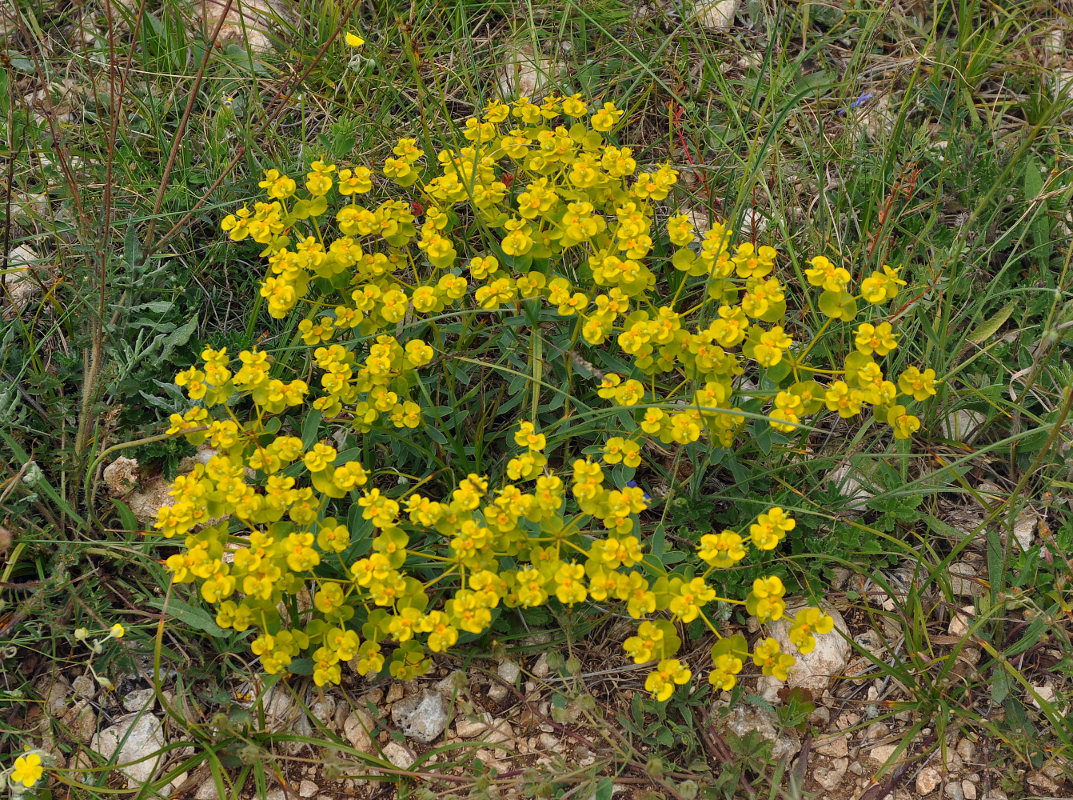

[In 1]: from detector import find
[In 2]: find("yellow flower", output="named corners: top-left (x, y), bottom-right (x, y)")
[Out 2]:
top-left (697, 531), bottom-right (745, 568)
top-left (645, 658), bottom-right (693, 702)
top-left (898, 367), bottom-right (936, 400)
top-left (886, 405), bottom-right (921, 439)
top-left (11, 753), bottom-right (45, 789)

········

SHORT TASK:
Please put these records into a two-column CSV with the columns input and output, one row per record, holding the record's text in input and its answer in output. Quote each field and turn line breaks into spaces, and leave the pictures out.

FINISHED EXERCISE:
input,output
"[In 1]: from detector import find [In 2]: find(""yellow flower"", output=""named corners: top-left (x, y), bottom-right (x, y)"") [Out 2]:","top-left (697, 531), bottom-right (745, 568) top-left (645, 658), bottom-right (693, 702) top-left (898, 367), bottom-right (936, 400) top-left (886, 405), bottom-right (921, 439) top-left (11, 753), bottom-right (45, 789)"